I’m a big fan of automating builds, even for simple things like this. Often times, I come back months or even years later and have no idea how to use a toolchain or build a project. But, if I have a Makefile, I know how to use that and can figure it out from there. This is especially helpful for the weird Xilinx command line tools that don’t follow standard command-line interface conventions.

all:
    arm-linux-gnueabihf-as -o blink.o blink.s
    arm-linux-gnueabihf-ld -o blink.elf -T blink.ld blink.o

run:
    xsct blink.tcl

The Makefile for assembling the blinky program calls arm-linux-gnueabihf-as to go from assembly to a machine code .obj file. The call to arm-linux-gnueabihf-ld links the compiled .obj file using the supplied linker script blink.ld. Since this is an embedded target, the memory layout is not known by the compiler, so it’s specified by the linker script. In this case, the script simply says put all the code in memory starting at address 0 (.section .text in the assembly above corresponds to the .text section in the linker script).

**DATA SUPPLIED:**

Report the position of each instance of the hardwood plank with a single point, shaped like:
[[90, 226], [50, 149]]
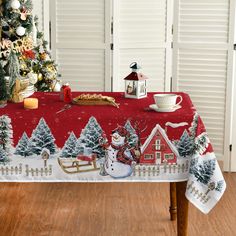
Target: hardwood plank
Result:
[[105, 209], [182, 206]]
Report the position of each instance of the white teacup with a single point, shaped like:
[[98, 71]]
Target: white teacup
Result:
[[167, 100]]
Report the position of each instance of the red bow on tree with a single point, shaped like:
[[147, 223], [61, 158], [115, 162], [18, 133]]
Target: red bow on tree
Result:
[[29, 54]]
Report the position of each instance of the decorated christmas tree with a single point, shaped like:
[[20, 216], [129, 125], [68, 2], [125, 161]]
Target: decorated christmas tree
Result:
[[89, 138], [3, 88], [69, 149], [3, 156], [22, 146], [185, 145], [21, 36], [133, 137], [6, 134], [41, 138]]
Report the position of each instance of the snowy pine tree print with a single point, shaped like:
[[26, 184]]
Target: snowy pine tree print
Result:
[[6, 134], [201, 143], [22, 146], [203, 171], [41, 138], [133, 138], [185, 145], [3, 156], [69, 149], [89, 138]]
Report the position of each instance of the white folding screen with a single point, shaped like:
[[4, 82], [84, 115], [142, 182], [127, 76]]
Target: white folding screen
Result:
[[143, 33], [81, 42], [202, 63], [41, 9]]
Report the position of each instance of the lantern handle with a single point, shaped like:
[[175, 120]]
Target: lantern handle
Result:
[[132, 64]]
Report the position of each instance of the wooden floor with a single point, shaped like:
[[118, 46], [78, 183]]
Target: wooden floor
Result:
[[106, 210]]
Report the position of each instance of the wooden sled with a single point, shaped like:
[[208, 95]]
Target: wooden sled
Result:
[[78, 165]]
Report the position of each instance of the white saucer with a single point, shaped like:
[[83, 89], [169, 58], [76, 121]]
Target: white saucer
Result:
[[168, 109]]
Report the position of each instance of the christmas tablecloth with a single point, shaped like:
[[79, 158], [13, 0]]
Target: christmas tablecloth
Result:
[[109, 144]]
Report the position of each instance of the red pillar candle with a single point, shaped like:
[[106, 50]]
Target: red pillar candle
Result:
[[65, 94]]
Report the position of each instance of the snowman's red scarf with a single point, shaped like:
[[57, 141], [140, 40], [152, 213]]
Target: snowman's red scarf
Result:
[[121, 157]]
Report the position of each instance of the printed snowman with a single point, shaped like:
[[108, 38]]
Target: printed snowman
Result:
[[119, 156]]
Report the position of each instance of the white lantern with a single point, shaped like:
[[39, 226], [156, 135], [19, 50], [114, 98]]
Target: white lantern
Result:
[[33, 78], [135, 83], [15, 4], [20, 30], [56, 86]]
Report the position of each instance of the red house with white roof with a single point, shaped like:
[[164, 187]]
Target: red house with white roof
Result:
[[158, 149]]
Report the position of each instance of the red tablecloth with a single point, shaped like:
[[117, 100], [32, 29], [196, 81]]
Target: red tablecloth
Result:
[[174, 146], [108, 117]]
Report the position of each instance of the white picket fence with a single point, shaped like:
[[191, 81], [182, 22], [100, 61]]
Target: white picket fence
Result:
[[11, 170], [155, 170], [46, 171]]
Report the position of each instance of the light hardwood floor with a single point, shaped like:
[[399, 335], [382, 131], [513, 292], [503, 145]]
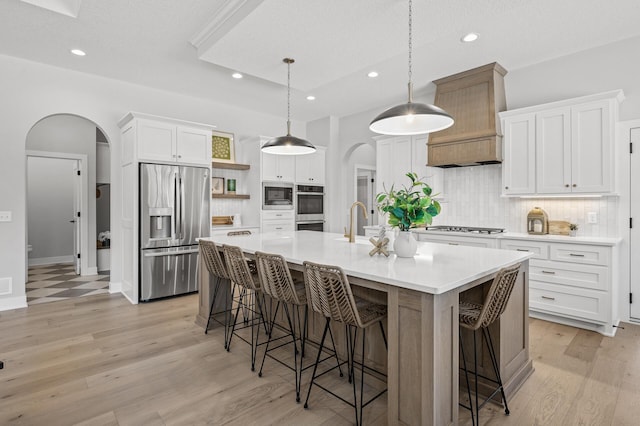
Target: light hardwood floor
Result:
[[99, 360]]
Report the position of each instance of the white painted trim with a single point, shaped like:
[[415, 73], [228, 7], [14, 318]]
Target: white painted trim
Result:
[[8, 303], [84, 202], [39, 261], [90, 271], [115, 288]]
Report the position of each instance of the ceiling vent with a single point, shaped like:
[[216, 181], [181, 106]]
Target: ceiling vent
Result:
[[473, 98]]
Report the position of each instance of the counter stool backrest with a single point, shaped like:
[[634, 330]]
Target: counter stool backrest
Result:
[[329, 293], [238, 267], [496, 300], [275, 278], [212, 259]]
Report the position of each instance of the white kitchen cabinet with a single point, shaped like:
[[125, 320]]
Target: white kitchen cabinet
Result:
[[165, 140], [278, 168], [571, 283], [573, 142], [519, 165], [310, 168]]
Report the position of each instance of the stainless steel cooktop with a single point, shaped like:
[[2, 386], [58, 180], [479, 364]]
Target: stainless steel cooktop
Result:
[[471, 229]]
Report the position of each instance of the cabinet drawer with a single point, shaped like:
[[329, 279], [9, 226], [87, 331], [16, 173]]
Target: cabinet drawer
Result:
[[589, 305], [580, 253], [277, 214], [579, 276], [539, 249], [277, 226]]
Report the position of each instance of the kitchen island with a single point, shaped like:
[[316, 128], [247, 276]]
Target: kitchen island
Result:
[[422, 294]]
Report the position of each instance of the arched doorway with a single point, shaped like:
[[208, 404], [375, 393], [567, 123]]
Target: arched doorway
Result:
[[62, 158]]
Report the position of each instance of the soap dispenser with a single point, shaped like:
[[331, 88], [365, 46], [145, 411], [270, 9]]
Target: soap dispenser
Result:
[[537, 222]]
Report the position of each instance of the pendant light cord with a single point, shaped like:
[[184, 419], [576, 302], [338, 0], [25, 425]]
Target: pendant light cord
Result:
[[288, 61]]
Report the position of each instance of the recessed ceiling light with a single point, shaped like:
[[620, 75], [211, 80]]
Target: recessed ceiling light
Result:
[[468, 38]]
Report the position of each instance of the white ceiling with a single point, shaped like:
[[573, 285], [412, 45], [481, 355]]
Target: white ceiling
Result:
[[192, 46]]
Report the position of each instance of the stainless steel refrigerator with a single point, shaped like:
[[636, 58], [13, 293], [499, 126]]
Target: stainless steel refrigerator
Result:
[[174, 211]]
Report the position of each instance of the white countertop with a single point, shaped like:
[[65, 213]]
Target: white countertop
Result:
[[604, 241], [436, 269]]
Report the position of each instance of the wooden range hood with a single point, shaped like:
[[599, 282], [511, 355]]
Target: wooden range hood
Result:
[[474, 98]]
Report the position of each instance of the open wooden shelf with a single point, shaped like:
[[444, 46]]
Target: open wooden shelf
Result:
[[231, 196], [232, 166]]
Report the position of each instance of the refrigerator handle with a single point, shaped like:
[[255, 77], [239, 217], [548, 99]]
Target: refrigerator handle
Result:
[[174, 222], [182, 208]]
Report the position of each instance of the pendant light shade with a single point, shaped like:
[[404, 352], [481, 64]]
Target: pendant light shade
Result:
[[411, 118], [288, 145]]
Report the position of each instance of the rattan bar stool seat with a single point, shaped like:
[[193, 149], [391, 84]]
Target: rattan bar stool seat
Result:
[[475, 316], [244, 277], [329, 293], [278, 283]]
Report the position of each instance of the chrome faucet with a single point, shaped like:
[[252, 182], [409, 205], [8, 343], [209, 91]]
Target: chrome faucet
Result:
[[351, 234]]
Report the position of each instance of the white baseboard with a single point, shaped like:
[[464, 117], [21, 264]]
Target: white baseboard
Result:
[[37, 261], [90, 271], [115, 287], [8, 303]]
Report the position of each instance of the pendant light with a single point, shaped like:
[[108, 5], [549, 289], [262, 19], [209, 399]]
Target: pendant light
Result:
[[411, 118], [288, 145]]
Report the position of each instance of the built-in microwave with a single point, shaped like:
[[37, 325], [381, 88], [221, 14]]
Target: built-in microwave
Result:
[[277, 196]]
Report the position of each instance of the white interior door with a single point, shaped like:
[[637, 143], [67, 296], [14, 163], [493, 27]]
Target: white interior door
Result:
[[634, 232], [76, 217]]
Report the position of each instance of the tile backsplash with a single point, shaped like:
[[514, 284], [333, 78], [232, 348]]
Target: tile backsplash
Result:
[[472, 198]]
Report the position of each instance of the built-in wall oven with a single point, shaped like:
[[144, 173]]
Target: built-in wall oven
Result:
[[277, 196], [310, 208]]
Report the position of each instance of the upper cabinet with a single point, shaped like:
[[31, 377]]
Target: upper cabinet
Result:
[[278, 168], [561, 148], [310, 168], [166, 140]]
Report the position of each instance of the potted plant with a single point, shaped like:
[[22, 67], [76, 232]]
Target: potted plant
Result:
[[407, 208], [573, 229]]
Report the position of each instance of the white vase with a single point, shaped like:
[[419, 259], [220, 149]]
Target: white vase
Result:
[[405, 244]]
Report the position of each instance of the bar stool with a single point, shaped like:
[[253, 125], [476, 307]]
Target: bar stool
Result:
[[474, 316], [329, 293], [246, 279], [277, 282], [217, 269]]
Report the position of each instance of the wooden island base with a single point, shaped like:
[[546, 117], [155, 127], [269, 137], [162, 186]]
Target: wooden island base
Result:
[[422, 361]]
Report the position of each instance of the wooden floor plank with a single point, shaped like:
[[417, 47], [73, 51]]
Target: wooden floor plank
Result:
[[102, 361]]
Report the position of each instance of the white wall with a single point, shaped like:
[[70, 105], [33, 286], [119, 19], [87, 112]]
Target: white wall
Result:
[[50, 200], [32, 91]]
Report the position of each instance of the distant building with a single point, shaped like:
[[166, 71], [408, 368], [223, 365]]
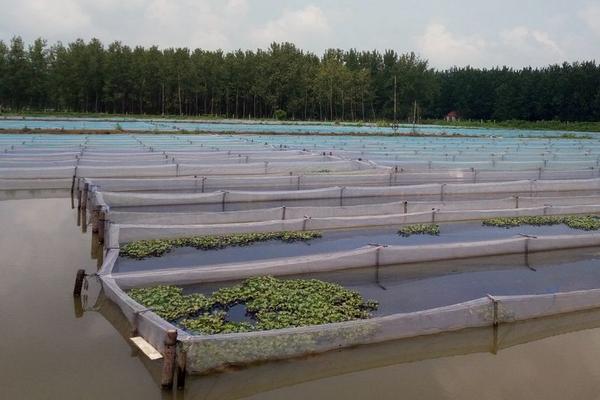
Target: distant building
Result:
[[452, 116]]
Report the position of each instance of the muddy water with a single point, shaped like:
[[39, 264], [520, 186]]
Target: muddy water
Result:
[[46, 352]]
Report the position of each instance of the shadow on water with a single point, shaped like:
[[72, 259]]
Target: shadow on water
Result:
[[55, 349], [288, 378]]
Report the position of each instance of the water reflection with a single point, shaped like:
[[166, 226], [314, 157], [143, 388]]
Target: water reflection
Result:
[[53, 349]]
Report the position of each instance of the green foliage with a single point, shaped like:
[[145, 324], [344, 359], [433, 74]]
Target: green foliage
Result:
[[586, 223], [419, 229], [272, 304], [286, 82], [169, 301], [155, 248]]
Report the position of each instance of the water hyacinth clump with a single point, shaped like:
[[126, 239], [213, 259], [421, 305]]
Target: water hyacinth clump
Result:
[[419, 229], [270, 303], [586, 223], [155, 248]]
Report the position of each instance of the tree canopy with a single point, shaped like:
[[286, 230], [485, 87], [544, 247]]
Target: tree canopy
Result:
[[284, 81]]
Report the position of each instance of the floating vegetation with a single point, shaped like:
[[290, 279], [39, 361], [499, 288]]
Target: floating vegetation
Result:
[[586, 223], [158, 247], [419, 229], [270, 303]]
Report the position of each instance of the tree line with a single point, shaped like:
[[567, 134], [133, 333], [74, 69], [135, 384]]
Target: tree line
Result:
[[284, 81]]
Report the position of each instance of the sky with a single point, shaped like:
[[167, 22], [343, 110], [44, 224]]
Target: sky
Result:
[[479, 33]]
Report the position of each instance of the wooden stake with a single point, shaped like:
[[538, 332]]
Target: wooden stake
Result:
[[73, 193], [79, 277], [181, 369], [101, 225], [168, 370]]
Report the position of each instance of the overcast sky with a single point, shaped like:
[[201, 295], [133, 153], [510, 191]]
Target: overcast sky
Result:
[[467, 32]]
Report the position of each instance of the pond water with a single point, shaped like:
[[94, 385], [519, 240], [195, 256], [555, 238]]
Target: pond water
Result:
[[49, 353], [223, 126], [331, 241]]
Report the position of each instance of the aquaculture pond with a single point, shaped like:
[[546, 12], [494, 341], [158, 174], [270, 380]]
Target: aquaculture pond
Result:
[[335, 202], [52, 349], [414, 287], [257, 127], [330, 241], [256, 304]]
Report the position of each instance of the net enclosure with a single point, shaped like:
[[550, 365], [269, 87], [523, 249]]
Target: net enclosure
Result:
[[378, 216]]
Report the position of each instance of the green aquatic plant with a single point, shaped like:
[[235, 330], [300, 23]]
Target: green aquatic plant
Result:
[[157, 247], [586, 223], [419, 229], [271, 303], [169, 302]]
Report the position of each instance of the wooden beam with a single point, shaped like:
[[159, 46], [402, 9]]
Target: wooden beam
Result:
[[146, 348]]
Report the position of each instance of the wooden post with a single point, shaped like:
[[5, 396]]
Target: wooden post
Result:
[[86, 188], [73, 193], [181, 369], [168, 370], [79, 277], [101, 225]]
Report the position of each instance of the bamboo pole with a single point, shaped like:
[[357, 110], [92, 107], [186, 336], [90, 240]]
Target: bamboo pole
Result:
[[168, 370]]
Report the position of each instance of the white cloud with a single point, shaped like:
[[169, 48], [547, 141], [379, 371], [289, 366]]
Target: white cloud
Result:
[[530, 41], [303, 27], [443, 47], [591, 16], [62, 17], [518, 46]]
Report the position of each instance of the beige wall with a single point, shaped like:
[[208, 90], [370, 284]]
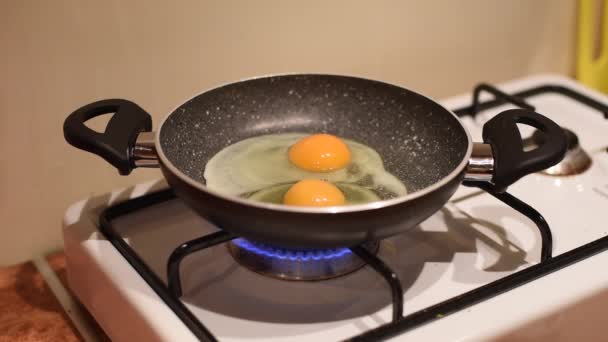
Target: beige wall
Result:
[[58, 55]]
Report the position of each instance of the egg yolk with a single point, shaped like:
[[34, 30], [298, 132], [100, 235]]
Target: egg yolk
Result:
[[313, 193], [320, 153]]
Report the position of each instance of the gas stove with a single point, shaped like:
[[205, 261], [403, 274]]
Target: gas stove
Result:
[[526, 264]]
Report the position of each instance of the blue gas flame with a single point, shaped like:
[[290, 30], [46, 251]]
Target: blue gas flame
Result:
[[293, 254]]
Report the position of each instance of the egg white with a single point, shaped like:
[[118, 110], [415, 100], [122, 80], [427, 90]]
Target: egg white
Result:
[[260, 162]]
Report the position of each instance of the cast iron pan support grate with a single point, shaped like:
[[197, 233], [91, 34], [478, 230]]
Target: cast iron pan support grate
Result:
[[171, 292]]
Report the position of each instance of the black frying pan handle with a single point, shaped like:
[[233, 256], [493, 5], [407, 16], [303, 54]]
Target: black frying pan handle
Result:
[[116, 142], [511, 162]]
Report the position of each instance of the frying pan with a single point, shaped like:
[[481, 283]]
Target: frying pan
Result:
[[423, 144]]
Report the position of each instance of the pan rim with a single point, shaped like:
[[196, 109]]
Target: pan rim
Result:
[[313, 210]]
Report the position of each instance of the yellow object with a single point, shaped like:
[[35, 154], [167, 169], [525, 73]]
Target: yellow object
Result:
[[592, 63], [320, 153], [314, 193]]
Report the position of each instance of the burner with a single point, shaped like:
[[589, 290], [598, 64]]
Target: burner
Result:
[[576, 160], [296, 263]]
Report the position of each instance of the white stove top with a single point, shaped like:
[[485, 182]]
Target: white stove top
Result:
[[474, 240]]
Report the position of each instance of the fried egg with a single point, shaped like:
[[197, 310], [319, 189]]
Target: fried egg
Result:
[[257, 164]]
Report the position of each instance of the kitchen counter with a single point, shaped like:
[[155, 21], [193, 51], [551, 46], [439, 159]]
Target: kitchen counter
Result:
[[36, 306]]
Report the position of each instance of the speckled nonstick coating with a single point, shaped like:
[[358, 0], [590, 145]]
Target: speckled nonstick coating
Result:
[[420, 143]]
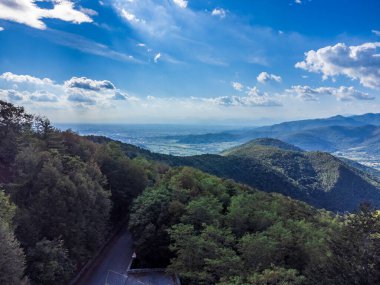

**WRITTEN INSTRUCTION 1:** Summarize the passage on build automation in two sentences.
**WRITTEN INSTRUCTION 2:** In the listing, rename "egg white" to "egg yolk" in the lines between the one holding "Report the position of each instance of the blue" and the one holding "[[260, 162]]", inclusive, and give those lines again with nothing else changed.

**OUTPUT 1:** The author favors automating even simple builds with a Makefile, because it shows how to build a project months or years later, which helps especially with the Xilinx command-line tools that ignore standard conventions. The Makefile for the blinky program assembles blink.s with arm-linux-gnueabihf-as and links the object file with arm-linux-gnueabihf-ld using the linker script blink.ld, which supplies the memory layout of the embedded target and places all code in memory starting at address 0.

**OUTPUT 2:**
Report the position of each instance of the blue gas flame with a single point, shaped like:
[[290, 30], [46, 251]]
Target: blue gas flame
Result:
[[293, 254]]
Report the position of each instance of the egg yolk with a single point, shaped like:
[[118, 110], [415, 100], [122, 80], [427, 90]]
Target: egg yolk
Result:
[[260, 162]]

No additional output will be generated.